── Entries shown ──
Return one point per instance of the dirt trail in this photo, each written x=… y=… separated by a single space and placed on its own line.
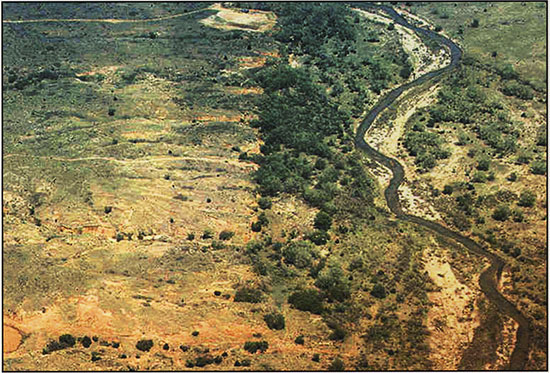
x=490 y=278
x=106 y=20
x=139 y=160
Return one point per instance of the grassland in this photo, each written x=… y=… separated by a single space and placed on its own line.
x=132 y=190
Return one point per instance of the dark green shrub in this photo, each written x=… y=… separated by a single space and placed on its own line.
x=501 y=213
x=256 y=226
x=144 y=345
x=517 y=216
x=275 y=321
x=307 y=300
x=322 y=221
x=378 y=291
x=264 y=203
x=318 y=237
x=334 y=283
x=483 y=164
x=67 y=340
x=226 y=235
x=337 y=365
x=86 y=341
x=527 y=199
x=254 y=346
x=538 y=167
x=249 y=295
x=514 y=88
x=298 y=253
x=448 y=189
x=338 y=333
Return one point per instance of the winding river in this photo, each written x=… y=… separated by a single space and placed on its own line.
x=489 y=278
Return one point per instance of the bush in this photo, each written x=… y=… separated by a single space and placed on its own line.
───
# Exercise aim:
Reproduce the listing above word for word, beginning at the line that contains "Return one point per instance of the dark" and stopping after the listing's final line, with both of those lines included.

# Exercise answer:
Return one point per instance of the dark green shrub in this photo, each written x=… y=… separated by a single space and placed on its own line.
x=501 y=213
x=256 y=226
x=144 y=345
x=517 y=216
x=275 y=321
x=307 y=300
x=322 y=221
x=378 y=291
x=264 y=203
x=318 y=237
x=334 y=283
x=483 y=164
x=67 y=340
x=226 y=235
x=337 y=365
x=86 y=341
x=527 y=199
x=254 y=346
x=538 y=167
x=249 y=295
x=514 y=88
x=298 y=253
x=448 y=189
x=338 y=333
Return one point per instance of the winding river in this photo, each written x=… y=… separated by a single space and placed on its own line.
x=489 y=278
Return one point per instance of the bush in this photo, each written x=… y=… separated by a single space and placed on its own line.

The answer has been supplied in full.